▶ _Task requirements_
Output exactly the lines between the line that contains "[point] every instance of the shrub" and the last line of the material, counting both.

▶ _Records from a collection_
···

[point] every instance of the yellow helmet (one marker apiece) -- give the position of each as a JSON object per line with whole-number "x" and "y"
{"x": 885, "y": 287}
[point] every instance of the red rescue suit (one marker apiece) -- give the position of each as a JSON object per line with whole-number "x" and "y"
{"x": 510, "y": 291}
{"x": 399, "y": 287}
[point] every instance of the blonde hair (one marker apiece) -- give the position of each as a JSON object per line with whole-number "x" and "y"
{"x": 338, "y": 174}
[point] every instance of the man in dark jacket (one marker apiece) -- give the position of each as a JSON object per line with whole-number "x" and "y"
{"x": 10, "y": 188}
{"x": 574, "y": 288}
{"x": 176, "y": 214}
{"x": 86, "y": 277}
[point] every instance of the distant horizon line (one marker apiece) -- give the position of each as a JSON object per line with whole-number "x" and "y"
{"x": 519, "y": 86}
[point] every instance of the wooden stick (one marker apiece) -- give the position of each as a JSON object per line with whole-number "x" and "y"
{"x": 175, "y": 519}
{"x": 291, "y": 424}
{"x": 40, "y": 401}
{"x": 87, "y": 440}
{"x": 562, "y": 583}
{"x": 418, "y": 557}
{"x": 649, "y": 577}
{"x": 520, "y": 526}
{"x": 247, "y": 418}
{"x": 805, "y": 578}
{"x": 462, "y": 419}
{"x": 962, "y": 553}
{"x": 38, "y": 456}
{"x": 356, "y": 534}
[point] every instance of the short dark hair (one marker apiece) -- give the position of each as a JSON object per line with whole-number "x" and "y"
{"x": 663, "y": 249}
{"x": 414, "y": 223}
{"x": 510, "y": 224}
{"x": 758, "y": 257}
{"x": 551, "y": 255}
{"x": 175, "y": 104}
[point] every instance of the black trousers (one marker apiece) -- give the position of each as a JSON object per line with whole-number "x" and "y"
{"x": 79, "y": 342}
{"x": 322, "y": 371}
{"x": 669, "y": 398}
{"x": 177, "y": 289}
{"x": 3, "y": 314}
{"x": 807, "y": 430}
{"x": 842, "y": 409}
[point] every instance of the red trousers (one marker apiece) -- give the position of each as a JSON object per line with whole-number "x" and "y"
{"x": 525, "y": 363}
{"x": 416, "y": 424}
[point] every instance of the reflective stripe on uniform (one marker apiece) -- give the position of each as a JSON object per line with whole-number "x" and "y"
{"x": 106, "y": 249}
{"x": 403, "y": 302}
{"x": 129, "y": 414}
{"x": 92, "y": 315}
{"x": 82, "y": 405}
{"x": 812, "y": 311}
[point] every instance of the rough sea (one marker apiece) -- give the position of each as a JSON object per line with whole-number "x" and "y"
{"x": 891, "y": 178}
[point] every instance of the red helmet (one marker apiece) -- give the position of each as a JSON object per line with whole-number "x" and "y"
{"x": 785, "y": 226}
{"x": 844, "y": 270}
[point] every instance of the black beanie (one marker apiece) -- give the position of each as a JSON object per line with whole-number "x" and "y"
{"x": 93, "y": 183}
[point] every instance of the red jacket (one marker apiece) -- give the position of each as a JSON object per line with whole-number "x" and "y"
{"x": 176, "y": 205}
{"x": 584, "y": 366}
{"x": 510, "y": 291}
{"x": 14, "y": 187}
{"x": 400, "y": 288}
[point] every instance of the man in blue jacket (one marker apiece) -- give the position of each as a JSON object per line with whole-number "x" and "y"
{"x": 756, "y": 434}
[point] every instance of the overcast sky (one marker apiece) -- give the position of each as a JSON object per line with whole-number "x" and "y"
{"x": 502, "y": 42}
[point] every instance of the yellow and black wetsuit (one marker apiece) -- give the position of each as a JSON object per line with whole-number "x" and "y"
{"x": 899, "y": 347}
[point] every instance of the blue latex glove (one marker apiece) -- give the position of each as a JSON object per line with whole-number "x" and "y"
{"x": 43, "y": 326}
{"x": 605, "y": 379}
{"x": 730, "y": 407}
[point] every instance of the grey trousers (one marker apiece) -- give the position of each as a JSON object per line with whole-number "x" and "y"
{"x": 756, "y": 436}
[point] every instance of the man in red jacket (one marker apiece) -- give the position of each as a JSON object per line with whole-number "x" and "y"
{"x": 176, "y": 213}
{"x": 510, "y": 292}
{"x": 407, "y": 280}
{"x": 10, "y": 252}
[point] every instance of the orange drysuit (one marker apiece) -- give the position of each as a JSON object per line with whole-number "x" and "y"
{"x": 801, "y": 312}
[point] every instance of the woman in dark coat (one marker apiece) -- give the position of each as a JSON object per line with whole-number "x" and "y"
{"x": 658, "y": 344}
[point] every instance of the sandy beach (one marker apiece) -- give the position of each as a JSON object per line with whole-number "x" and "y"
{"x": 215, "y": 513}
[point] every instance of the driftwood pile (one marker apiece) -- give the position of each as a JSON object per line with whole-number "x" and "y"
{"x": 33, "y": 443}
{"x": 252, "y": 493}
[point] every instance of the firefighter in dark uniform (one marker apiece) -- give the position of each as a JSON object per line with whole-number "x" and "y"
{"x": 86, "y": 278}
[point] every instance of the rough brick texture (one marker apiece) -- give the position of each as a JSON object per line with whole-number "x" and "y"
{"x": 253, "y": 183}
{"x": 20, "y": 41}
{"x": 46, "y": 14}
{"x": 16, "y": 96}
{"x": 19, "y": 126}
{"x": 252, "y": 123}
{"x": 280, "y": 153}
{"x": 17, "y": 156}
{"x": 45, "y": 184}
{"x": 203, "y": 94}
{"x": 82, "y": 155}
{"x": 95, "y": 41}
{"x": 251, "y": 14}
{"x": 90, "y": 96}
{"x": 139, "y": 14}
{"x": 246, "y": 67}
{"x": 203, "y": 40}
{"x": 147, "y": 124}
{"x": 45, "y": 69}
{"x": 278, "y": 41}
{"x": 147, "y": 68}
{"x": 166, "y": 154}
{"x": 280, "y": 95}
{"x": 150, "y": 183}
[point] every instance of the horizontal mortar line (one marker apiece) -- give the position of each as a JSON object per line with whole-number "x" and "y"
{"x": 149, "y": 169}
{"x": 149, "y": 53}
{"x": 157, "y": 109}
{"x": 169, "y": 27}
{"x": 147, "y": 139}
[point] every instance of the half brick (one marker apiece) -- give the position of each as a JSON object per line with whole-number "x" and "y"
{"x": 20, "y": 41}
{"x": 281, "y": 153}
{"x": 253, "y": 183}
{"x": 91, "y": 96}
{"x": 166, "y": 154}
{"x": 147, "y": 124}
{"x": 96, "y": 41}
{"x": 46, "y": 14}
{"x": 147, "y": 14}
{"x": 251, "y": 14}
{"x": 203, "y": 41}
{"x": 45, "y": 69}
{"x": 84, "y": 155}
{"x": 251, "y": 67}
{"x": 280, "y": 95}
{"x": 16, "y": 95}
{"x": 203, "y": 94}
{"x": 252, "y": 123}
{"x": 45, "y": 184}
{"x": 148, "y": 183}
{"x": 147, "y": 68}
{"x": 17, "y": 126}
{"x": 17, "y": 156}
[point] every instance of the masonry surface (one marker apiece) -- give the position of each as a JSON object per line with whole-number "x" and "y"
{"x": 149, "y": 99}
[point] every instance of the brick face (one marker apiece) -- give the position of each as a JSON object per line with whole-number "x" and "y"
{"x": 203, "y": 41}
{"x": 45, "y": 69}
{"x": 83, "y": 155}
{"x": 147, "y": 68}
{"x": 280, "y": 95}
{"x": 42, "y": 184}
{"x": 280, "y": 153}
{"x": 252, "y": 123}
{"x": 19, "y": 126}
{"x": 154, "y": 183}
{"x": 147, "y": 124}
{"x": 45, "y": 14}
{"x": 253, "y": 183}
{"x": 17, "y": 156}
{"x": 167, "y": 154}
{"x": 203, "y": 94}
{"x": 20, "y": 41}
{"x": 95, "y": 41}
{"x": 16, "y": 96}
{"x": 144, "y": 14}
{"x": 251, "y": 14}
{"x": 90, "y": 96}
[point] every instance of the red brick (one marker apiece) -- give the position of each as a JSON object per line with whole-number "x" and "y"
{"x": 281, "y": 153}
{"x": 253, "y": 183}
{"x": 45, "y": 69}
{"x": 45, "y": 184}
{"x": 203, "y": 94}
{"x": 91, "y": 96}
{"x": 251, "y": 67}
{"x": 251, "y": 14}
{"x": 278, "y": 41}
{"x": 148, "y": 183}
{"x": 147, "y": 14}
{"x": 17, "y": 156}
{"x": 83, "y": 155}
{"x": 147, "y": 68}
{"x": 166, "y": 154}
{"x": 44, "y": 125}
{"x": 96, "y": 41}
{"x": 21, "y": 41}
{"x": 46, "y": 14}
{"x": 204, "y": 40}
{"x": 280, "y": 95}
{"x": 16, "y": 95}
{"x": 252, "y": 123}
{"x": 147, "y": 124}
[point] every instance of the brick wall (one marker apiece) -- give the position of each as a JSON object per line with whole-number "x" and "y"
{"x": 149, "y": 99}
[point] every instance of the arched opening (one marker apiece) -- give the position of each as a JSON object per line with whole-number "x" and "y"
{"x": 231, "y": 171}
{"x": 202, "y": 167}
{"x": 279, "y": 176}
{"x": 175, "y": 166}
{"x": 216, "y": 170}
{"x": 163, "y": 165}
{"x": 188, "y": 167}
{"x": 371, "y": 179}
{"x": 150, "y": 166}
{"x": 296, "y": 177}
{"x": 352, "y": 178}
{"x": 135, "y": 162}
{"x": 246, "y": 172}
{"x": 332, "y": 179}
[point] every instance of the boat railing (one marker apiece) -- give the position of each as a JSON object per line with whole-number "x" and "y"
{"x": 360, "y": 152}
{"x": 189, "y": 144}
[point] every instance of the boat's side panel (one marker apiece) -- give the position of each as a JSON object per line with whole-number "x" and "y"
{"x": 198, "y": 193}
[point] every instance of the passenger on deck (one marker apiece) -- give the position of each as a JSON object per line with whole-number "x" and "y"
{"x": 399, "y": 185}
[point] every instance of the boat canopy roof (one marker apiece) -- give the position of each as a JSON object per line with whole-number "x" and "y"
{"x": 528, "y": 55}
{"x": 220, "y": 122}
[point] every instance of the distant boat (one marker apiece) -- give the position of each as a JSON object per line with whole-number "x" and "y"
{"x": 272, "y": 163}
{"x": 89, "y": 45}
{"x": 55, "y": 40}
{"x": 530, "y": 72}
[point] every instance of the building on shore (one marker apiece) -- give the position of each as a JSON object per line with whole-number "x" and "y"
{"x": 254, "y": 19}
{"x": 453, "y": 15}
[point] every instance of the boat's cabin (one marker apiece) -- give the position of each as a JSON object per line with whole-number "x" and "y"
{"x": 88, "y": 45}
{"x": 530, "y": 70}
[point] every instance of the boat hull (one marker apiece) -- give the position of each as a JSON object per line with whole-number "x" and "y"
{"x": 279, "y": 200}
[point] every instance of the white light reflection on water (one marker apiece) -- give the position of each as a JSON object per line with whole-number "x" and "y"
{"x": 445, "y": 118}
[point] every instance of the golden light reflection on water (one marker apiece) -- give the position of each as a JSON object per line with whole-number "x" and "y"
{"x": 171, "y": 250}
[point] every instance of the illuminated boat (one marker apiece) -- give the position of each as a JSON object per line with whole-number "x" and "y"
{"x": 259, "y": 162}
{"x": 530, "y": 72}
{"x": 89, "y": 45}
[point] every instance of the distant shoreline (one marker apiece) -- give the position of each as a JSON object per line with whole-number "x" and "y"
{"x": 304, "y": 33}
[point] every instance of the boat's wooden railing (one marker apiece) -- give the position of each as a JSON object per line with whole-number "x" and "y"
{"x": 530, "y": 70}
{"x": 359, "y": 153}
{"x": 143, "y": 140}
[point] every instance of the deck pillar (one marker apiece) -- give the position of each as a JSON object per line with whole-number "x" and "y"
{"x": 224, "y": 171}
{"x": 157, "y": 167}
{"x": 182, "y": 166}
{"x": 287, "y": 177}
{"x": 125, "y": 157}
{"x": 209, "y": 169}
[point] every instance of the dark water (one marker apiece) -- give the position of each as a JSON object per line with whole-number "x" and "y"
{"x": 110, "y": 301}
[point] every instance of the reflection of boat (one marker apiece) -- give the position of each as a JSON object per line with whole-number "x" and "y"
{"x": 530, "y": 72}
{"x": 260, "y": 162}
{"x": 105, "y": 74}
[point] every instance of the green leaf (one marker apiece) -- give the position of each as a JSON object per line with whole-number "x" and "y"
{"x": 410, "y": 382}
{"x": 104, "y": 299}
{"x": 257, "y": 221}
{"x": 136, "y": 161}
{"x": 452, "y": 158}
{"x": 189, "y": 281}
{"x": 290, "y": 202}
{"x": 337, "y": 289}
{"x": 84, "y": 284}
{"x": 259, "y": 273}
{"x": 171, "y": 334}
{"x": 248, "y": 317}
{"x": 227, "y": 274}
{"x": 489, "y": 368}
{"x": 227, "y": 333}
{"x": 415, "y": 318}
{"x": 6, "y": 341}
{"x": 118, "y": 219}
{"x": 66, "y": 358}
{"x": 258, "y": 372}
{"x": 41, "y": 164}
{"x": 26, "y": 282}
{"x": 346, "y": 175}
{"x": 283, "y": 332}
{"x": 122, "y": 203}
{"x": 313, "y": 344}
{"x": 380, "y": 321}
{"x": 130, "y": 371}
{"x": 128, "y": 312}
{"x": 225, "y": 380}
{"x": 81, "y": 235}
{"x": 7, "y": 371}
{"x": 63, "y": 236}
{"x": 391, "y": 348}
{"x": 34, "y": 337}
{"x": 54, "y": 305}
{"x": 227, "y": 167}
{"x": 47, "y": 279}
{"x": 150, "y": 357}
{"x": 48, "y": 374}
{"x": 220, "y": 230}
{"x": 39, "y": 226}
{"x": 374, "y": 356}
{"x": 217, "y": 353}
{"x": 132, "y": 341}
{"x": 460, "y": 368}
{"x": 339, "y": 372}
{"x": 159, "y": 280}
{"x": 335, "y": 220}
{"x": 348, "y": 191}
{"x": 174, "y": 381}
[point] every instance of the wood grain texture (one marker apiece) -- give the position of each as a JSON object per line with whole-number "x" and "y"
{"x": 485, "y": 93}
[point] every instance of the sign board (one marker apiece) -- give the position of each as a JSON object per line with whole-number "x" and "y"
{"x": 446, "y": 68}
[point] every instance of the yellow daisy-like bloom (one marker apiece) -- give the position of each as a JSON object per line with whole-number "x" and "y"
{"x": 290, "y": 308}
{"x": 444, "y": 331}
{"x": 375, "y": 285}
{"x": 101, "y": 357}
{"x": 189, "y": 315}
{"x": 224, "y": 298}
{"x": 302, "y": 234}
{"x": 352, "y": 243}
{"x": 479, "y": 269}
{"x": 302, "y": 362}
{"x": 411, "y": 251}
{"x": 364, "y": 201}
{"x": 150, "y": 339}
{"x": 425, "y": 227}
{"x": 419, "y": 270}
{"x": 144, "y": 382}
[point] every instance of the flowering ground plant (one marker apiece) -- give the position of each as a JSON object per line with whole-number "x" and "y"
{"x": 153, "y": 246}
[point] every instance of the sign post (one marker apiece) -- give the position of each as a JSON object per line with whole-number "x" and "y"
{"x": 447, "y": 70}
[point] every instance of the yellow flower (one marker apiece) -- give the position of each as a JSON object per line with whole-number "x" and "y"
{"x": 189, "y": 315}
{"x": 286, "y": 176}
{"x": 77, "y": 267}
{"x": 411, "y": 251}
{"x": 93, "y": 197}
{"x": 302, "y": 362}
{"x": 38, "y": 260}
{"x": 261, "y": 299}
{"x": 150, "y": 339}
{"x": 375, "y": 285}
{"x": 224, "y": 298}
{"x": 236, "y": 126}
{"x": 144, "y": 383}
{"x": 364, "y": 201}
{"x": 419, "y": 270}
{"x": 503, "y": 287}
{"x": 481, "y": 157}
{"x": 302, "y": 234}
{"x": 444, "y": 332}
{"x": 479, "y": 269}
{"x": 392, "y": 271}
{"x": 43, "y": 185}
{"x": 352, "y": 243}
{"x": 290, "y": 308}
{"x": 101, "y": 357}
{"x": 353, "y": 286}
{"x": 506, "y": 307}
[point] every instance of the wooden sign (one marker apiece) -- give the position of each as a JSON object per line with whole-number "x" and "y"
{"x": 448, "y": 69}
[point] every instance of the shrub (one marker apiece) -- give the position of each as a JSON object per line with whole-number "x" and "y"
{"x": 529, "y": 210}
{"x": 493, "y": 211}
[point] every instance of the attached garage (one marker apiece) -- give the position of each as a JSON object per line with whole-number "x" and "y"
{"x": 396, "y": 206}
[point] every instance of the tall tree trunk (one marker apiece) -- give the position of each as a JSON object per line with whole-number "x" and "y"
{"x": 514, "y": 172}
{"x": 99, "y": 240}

···

▶ _Expected answer_
[point] every instance of the shrub (one marker apiece) -- give the position of each as a JSON object per line with whole-number "x" and "y"
{"x": 529, "y": 210}
{"x": 493, "y": 211}
[point] every instance of the attached garage (one marker apiece) -- give the position of each as a JSON object per line with whole-number "x" and "y"
{"x": 396, "y": 206}
[point] every instance of the tall tree trunk (one marker apiece) -- give the position of each as a JSON object per line with whole-number "x" and "y"
{"x": 514, "y": 172}
{"x": 99, "y": 240}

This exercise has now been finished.